[Given entries Boundary: Start]
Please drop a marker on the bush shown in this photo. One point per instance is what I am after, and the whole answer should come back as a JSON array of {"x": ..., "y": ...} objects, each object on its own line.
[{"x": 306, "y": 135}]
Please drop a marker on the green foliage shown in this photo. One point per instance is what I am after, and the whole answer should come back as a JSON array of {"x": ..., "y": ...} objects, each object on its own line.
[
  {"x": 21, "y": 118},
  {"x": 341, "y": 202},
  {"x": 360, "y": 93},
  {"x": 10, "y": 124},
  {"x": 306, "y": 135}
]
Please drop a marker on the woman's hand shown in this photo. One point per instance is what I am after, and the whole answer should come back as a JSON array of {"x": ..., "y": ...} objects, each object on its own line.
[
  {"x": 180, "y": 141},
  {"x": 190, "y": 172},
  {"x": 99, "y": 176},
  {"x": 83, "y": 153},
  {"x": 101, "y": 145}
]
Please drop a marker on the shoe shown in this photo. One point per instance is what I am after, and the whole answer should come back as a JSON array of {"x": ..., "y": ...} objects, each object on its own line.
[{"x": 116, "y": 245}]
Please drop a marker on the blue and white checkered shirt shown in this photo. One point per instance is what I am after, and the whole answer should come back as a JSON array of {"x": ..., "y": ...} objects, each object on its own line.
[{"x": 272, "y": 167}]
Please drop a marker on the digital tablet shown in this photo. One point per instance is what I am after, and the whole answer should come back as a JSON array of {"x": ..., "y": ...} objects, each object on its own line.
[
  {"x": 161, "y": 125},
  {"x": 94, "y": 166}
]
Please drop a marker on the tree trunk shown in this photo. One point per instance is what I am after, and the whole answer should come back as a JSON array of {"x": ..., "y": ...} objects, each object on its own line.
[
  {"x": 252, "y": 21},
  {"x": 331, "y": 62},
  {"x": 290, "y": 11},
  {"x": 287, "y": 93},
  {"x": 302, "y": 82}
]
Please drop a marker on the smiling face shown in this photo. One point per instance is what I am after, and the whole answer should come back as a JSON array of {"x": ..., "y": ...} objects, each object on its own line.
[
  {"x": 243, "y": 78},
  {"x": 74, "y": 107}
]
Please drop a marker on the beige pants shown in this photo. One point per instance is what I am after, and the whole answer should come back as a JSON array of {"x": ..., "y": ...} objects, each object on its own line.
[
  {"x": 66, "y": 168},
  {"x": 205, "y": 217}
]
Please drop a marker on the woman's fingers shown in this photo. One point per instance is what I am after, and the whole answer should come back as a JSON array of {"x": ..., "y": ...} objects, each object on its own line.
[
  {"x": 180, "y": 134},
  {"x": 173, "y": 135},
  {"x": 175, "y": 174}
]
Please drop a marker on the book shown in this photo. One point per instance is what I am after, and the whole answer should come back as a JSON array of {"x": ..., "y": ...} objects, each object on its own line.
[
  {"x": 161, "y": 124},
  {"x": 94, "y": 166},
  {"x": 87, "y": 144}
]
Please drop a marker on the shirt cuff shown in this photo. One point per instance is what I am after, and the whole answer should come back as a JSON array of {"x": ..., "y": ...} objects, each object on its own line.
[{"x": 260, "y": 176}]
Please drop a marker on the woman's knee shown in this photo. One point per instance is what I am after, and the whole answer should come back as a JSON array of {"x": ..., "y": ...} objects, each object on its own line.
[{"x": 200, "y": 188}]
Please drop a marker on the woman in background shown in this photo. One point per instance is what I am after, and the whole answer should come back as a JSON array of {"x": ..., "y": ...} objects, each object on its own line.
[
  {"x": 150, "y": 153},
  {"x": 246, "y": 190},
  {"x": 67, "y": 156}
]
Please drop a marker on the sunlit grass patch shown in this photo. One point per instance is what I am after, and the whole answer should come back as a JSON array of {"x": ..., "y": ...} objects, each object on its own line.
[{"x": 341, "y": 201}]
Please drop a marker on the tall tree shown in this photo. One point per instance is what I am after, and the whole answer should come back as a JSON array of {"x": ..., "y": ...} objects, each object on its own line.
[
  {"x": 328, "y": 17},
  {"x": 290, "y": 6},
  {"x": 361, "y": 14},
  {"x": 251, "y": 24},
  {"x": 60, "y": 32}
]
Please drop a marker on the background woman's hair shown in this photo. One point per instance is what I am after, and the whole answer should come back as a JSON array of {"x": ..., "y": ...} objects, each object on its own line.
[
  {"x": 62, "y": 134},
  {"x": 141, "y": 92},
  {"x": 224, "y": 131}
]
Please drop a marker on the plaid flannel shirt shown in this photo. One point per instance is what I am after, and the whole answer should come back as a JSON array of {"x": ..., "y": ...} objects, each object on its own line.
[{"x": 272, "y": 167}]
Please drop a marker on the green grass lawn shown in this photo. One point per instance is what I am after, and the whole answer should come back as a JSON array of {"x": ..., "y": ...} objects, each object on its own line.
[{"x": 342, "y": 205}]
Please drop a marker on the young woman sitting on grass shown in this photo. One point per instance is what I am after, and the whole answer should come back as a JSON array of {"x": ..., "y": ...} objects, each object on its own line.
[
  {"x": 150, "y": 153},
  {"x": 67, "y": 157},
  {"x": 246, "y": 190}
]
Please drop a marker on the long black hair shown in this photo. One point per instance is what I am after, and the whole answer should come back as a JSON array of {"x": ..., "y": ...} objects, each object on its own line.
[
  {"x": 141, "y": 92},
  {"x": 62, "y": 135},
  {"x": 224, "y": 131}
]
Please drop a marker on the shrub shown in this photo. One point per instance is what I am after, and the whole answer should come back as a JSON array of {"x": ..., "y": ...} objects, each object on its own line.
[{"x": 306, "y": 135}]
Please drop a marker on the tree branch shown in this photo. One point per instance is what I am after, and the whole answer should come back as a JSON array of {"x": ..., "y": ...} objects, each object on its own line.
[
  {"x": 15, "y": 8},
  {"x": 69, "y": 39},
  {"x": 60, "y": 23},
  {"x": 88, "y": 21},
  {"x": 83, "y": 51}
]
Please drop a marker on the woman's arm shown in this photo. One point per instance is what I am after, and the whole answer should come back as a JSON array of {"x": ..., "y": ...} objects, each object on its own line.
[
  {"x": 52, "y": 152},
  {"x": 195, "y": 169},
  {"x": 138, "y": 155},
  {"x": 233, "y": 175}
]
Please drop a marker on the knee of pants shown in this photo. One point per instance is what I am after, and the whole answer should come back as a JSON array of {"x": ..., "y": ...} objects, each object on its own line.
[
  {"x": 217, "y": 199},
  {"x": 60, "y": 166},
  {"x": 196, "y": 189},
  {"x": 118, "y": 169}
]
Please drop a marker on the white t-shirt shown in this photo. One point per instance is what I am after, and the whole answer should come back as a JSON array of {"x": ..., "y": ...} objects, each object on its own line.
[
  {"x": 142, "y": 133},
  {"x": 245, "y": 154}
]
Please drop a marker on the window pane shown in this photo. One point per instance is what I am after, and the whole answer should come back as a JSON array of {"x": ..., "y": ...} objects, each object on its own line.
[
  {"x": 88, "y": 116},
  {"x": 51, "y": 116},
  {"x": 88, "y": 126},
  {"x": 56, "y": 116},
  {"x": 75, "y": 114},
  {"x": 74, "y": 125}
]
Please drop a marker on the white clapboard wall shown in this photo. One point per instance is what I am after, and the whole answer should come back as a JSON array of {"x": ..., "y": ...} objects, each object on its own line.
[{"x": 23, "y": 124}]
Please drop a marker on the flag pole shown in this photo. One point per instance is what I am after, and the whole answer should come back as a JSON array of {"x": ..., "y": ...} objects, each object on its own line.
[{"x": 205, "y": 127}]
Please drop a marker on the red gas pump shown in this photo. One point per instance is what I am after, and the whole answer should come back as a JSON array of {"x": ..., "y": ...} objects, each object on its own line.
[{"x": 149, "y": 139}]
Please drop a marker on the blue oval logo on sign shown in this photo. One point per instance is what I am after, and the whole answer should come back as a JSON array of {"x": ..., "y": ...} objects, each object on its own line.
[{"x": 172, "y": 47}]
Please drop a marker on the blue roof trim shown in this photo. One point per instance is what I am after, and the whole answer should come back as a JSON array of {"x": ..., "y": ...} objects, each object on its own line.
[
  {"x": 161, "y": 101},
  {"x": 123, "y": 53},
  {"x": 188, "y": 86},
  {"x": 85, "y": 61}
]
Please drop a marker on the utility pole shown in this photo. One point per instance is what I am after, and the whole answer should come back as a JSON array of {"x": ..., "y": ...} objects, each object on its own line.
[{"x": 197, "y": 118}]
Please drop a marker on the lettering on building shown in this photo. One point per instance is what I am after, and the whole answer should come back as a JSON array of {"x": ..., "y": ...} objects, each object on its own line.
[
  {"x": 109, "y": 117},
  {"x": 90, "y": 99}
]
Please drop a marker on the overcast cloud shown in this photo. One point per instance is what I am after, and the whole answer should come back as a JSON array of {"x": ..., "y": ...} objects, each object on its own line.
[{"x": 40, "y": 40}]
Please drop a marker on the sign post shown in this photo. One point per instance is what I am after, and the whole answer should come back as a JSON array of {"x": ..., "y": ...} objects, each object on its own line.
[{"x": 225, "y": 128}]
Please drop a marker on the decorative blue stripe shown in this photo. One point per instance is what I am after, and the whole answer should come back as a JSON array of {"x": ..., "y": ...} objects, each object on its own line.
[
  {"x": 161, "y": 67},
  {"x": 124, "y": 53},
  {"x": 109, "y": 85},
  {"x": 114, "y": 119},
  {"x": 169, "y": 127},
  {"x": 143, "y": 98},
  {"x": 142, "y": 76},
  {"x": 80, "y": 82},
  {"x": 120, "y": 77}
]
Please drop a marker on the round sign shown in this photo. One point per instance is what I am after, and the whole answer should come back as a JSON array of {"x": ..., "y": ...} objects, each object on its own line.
[Given entries Boundary: End]
Assignment: Return verbatim each line from the one that mentions "Please drop a marker on the utility" to the end of the entries, inclusive.

Exercise output:
Please drop a marker on the utility pole shown in this photo. One point per instance is what I am after, and the whole answer should come back as a JSON array of {"x": ..., "y": ...} objects, each object on its own line.
[{"x": 197, "y": 118}]
Please drop a marker on the lettering on building shown in this photo. One point per instance is what I am after, and the whole answer should come back as a JSON array of {"x": ..., "y": ...} objects, each object on its own line.
[
  {"x": 109, "y": 117},
  {"x": 90, "y": 99}
]
Please drop a marker on the overcast cloud shown in this photo. One point per instance is what I am after, and the whole answer should come back as a JSON array of {"x": ..., "y": ...} objects, each object on its own line.
[{"x": 40, "y": 40}]
Please drop a marker on the sign post shown in this photo. One point per instance is what I am after, and the whole answer should come back as a JSON array of {"x": ..., "y": ...} objects, each object on its own line.
[{"x": 225, "y": 128}]
Please drop a marker on the decorative blue stripe shown in this photo. One point per instance is what I am after, and the whole answer should come back as a JSON array of {"x": ..., "y": ...} objects, each object on its own line.
[
  {"x": 161, "y": 67},
  {"x": 124, "y": 53},
  {"x": 109, "y": 85},
  {"x": 114, "y": 119},
  {"x": 169, "y": 127},
  {"x": 143, "y": 98},
  {"x": 142, "y": 76},
  {"x": 80, "y": 82},
  {"x": 120, "y": 77}
]
Please drop a marker on the round sign shown in this photo. One point per instance is what I am after, and the whole answer should come back as a JSON array of {"x": ..., "y": ...} objects, each object on its own line.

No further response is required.